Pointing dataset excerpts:
····················

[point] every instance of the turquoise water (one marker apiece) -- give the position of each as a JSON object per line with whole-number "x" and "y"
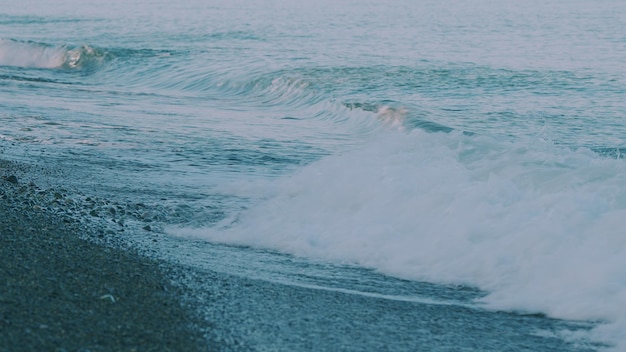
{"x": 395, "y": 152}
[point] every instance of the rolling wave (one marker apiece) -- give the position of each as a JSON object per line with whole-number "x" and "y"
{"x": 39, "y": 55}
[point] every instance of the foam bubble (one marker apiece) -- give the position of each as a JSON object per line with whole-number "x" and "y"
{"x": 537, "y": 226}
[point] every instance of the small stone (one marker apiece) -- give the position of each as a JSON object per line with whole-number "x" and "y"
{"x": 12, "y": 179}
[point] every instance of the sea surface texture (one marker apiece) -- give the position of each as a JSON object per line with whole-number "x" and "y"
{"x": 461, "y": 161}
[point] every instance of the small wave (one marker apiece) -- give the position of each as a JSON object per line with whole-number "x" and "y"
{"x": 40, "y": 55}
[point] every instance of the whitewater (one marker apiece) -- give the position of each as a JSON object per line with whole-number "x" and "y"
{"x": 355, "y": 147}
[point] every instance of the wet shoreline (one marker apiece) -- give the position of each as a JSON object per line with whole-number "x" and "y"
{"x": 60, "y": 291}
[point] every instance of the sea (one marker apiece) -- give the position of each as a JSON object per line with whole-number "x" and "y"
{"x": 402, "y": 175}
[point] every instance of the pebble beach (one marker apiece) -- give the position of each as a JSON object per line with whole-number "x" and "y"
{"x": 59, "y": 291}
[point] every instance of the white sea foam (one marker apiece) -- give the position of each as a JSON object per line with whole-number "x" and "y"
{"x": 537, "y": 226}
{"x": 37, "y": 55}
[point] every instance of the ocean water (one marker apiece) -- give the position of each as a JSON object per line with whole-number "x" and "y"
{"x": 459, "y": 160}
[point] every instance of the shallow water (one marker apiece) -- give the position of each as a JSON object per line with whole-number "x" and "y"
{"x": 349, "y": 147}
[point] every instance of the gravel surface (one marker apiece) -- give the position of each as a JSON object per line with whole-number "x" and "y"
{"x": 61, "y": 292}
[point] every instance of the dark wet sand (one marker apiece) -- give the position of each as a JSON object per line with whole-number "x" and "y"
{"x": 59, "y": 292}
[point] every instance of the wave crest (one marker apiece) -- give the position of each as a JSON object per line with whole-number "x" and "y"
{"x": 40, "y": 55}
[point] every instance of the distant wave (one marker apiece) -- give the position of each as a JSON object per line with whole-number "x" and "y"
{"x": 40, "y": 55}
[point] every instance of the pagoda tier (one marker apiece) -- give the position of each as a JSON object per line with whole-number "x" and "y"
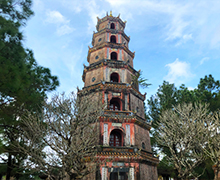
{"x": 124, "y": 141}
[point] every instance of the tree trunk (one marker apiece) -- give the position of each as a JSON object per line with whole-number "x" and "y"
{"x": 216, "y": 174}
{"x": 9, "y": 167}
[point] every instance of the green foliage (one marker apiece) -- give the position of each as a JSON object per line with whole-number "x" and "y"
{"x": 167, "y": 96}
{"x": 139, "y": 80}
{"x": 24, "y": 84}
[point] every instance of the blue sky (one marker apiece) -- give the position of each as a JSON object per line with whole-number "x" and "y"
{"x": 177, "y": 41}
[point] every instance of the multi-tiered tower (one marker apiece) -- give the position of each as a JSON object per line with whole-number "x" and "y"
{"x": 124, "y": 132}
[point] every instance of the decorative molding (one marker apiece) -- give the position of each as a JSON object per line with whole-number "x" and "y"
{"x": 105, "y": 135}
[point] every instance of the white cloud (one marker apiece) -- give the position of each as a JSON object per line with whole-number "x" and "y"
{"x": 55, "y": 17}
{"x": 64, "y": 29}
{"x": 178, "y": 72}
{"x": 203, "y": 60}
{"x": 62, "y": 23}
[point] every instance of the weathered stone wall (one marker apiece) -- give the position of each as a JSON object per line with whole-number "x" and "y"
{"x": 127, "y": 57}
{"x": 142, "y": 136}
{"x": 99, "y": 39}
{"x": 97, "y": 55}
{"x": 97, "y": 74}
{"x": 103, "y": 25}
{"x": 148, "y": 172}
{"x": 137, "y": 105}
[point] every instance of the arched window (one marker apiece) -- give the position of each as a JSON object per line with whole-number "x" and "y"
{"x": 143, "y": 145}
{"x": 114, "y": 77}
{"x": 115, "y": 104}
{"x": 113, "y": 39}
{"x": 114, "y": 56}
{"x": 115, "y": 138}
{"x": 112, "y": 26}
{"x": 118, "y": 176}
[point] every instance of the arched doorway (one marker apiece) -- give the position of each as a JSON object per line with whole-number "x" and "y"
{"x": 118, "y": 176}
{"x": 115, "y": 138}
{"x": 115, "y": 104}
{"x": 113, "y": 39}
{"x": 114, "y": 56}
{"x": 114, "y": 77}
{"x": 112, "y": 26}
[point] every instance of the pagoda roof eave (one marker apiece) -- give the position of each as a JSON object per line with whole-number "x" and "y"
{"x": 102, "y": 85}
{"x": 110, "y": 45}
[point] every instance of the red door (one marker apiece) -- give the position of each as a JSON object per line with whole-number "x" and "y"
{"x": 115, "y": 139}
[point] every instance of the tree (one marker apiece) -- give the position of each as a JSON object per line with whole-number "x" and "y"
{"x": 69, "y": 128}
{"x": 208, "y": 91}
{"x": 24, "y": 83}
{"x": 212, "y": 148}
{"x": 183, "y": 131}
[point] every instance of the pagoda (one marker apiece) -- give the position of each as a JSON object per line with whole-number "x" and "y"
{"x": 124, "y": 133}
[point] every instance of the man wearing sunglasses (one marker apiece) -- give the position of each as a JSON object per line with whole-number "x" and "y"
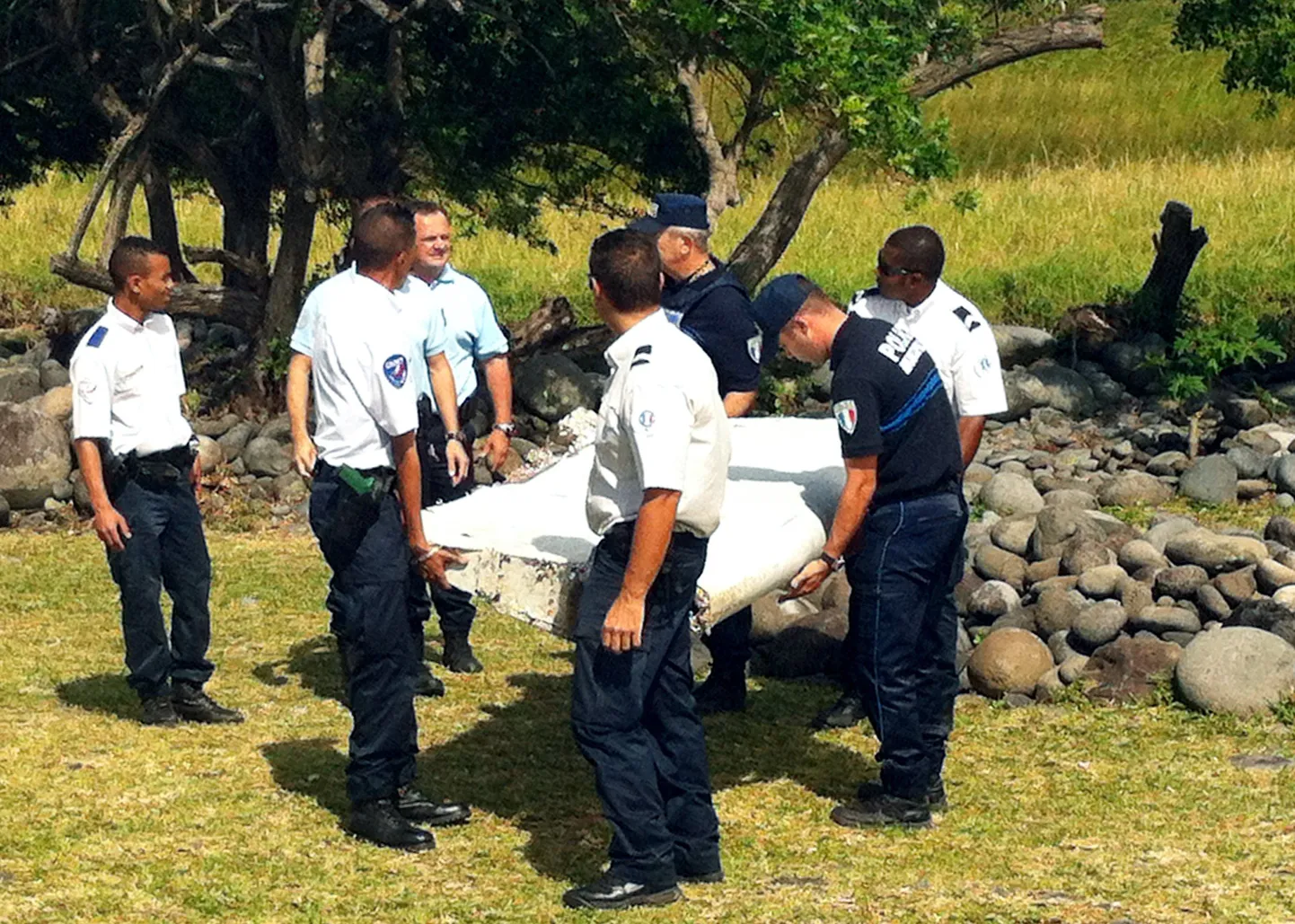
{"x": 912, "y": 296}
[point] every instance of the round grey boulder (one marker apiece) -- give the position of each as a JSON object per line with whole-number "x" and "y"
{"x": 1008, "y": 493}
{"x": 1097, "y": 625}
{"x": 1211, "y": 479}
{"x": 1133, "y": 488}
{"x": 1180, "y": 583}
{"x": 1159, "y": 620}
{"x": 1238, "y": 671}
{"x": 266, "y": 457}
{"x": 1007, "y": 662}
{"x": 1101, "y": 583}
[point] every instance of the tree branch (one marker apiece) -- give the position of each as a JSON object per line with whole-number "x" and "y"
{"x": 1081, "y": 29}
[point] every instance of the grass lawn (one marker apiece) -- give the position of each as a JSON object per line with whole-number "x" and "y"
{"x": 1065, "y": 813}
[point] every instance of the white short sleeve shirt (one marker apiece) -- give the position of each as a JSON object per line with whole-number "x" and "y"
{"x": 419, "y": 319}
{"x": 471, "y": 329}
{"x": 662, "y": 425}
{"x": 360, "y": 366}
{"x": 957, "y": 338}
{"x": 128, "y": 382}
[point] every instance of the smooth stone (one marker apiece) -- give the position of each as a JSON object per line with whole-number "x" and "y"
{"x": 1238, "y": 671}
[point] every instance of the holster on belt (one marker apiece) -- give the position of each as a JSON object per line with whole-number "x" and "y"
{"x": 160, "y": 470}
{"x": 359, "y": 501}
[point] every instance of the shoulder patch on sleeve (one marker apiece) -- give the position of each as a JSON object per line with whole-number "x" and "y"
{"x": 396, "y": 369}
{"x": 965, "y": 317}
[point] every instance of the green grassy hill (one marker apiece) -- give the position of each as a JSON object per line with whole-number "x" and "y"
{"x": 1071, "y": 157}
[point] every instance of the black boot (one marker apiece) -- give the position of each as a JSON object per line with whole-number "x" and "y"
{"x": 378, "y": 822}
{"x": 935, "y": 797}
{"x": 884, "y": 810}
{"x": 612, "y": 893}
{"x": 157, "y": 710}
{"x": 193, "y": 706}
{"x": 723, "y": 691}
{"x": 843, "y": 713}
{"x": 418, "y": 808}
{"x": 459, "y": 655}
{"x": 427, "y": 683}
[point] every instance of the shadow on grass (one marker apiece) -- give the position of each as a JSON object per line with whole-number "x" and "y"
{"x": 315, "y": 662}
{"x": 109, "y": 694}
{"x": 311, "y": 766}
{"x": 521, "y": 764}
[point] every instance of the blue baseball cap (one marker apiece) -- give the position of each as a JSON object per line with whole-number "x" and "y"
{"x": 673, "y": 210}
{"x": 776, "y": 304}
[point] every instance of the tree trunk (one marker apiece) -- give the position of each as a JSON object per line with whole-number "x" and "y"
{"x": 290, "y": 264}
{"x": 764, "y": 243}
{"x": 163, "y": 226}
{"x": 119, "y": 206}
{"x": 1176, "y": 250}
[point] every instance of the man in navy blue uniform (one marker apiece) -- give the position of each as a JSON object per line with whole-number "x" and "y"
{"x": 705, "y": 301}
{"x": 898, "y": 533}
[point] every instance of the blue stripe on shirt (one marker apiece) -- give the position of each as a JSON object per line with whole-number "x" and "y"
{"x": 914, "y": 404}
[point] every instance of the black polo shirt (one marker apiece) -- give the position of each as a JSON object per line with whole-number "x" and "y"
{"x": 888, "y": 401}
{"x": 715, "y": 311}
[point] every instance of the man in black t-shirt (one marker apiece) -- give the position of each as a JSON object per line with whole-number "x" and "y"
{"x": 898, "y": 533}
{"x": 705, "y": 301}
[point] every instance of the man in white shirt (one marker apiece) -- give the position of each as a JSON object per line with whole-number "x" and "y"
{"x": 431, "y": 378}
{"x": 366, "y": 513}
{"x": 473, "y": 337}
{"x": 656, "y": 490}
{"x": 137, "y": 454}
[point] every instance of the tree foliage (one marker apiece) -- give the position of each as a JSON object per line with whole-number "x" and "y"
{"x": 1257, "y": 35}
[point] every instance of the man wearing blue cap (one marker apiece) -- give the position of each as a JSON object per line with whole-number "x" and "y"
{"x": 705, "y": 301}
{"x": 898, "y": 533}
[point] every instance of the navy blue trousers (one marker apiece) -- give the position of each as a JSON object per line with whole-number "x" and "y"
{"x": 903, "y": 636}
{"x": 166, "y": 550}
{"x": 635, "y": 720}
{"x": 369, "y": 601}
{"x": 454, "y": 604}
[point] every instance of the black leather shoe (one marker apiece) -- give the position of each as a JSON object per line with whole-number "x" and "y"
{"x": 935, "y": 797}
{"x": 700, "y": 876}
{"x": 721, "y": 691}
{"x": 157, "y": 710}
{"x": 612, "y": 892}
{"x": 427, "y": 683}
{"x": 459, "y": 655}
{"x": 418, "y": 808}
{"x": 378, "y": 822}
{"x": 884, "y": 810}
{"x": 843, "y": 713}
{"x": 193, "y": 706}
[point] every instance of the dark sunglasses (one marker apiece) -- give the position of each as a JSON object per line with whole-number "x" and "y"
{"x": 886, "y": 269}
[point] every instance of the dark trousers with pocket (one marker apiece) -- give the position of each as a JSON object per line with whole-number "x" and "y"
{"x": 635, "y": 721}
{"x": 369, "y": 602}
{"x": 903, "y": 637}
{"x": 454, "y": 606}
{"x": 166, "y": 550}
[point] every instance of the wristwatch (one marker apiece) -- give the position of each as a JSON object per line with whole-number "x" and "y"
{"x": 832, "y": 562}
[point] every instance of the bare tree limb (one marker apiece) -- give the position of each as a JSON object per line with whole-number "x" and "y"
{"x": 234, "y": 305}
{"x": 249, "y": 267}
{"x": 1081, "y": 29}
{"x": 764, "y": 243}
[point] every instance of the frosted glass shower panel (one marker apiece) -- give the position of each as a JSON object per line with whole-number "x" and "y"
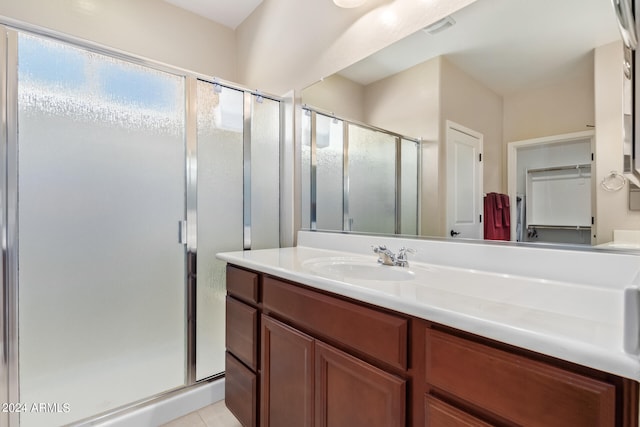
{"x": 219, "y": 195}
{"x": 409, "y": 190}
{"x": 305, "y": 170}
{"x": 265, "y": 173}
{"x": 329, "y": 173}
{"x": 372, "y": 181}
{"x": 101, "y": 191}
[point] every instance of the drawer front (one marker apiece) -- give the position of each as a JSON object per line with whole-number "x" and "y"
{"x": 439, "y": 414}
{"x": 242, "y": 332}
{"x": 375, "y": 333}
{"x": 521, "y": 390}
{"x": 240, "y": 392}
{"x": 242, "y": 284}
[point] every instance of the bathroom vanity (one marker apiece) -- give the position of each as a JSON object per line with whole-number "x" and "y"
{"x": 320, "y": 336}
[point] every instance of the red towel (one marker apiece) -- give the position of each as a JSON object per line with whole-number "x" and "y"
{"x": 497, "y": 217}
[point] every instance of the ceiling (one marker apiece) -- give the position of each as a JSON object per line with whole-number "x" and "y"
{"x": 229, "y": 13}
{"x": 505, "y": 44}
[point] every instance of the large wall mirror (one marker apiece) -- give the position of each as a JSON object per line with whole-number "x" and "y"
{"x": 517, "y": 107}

····················

What is expected.
Set down nothing but the lines from the one with "[point] every instance of the red towel" through the end of the records, keeping each line exactly as written and including both ends.

Response.
[point] every instance of the red towel (one marker apiece) -- give the position of each as a JSON object per line with whole-number "x" and "y"
{"x": 497, "y": 217}
[point] every instance of the ceiling (one marker apiece) -- give the position of each as a JSON object per line with whole-number "x" and "y"
{"x": 229, "y": 13}
{"x": 505, "y": 44}
[point] every instance of the large wall mirror (one marker apiece) -- give the position of each as a JSON object per line with whole-number "x" and "y"
{"x": 517, "y": 107}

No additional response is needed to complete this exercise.